Brano selezionato:
È allora che la sua vita cambia
«Certo, inizia un percorso a ostacoli sempre più difficile. Scopriamo che Aurora è autistica, chiusa dentro il suo mondo, non risponde agli stimoli esterni. Le visite si susseguono tra Cagliari, Roma e Siena. La bambina è affetta da una disabilità cognitiva importante, da assenza di linguaggio e incapacità di esprimere volontà. L’unico modo che abbiamo per capire i suoi messaggi è l’interpretazione dei gorgoglii e dei pianti. Ma non basta. È colpita da epilessia anche notturna, convulsioni, lassità legamentosa, osteoporosi, ipercolesterolemia».
E non ha ancora una diagnosi esatta?
«Purtroppo no. I medici ritengono si possa trattare della sindrome di Rett, una malattia degenerativa dello sviluppo neurologico di origine genetica ma non ne hanno la certezza proprio perché non hanno ancora verificato con esattezza l’origine ereditaria. Questo limbo non ci consente di partecipare a determinati progetti di assistenza e di sperimentazione».

Compito assegnato A: Riporta il brano da "È allora che" a "una diagnosi esatta?", rinominando "Aurora" in "la piccola".
Compito assegnato B: Secondo il brano, in quali città si susseguono le visite?

Dati forniti:
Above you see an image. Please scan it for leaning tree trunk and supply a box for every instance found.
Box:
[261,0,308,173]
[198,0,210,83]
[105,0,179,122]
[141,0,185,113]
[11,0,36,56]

Risultato A:
È allora che la sua vita cambia
«Certo, inizia un percorso a ostacoli sempre più difficile. Scopriamo che la piccola è autistica, chiusa dentro il suo mondo, non risponde agli stimoli esterni. Le visite si susseguono tra Cagliari, Roma e Siena. La bambina è affetta da una disabilità cognitiva importante, da assenza di linguaggio e incapacità di esprimere volontà. L’unico modo che abbiamo per capire i suoi messaggi è l’interpretazione dei gorgoglii e dei pianti. Ma non basta. È colpita da epilessia anche notturna, convulsioni, lassità legamentosa, osteoporosi, ipercolesterolemia».
E non ha ancora una diagnosi esatta?

Risultato B: Cagliari, Roma e Siena.